## What is being asked:
Locate the line containing "the white paper" in the data below. Reproduce it and every following line up to the end, exactly as given.

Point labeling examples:
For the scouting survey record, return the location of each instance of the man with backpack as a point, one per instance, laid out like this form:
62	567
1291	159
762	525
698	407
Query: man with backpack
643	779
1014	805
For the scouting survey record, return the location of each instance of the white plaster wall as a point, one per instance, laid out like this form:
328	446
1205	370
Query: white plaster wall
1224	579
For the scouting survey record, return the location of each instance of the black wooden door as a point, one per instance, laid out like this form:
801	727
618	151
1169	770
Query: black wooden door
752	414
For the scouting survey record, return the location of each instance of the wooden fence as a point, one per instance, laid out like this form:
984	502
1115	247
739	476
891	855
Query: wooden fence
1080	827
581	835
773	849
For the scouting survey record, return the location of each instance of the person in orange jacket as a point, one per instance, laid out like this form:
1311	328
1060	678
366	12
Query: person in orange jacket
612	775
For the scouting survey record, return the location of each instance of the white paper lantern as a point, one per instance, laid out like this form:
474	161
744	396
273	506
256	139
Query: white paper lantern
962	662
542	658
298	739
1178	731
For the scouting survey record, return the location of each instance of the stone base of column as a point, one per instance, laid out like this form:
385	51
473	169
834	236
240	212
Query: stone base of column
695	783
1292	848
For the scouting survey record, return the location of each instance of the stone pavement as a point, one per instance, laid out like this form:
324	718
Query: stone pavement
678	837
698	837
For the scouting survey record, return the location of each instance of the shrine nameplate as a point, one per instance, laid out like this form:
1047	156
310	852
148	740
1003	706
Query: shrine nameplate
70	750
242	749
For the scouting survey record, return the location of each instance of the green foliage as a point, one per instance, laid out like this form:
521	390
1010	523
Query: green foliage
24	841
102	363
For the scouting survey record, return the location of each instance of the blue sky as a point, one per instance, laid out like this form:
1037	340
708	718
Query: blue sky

## Task result:
For the scouting survey record, return the location of each instance of the white paper lantern as a point, one per instance, laid out like this form:
474	161
744	396
273	506
256	139
Query: white paper lantern
962	662
542	658
298	739
1178	731
For the scouting survey record, return the location of each instance of the stone base of column as a point, one per instance, laid out like this form:
385	51
473	169
834	236
240	212
Query: stone base of column
695	783
1292	848
For the scouting survey record, return the location of each instance of the stone pavement as a point, one per instance, laid out like this form:
324	718
Query: stone pavement
678	837
698	837
For the scouting survey record, return the location of each instance of the shrine nameplate as a point, one per instance, laid out like this form:
1047	156
310	852
148	740
1003	706
Query: shrine nameplate
70	750
242	749
For the scouting survey record, return the location of each instance of the green foliage as a point, one per instance, laid out like this form:
521	390
1010	523
Query: green foliage
24	841
102	363
For the scouting survey record, return the location of each instance of the blue sky as a point, one per instance, laid out like this form:
1037	340
708	718
Query: blue sky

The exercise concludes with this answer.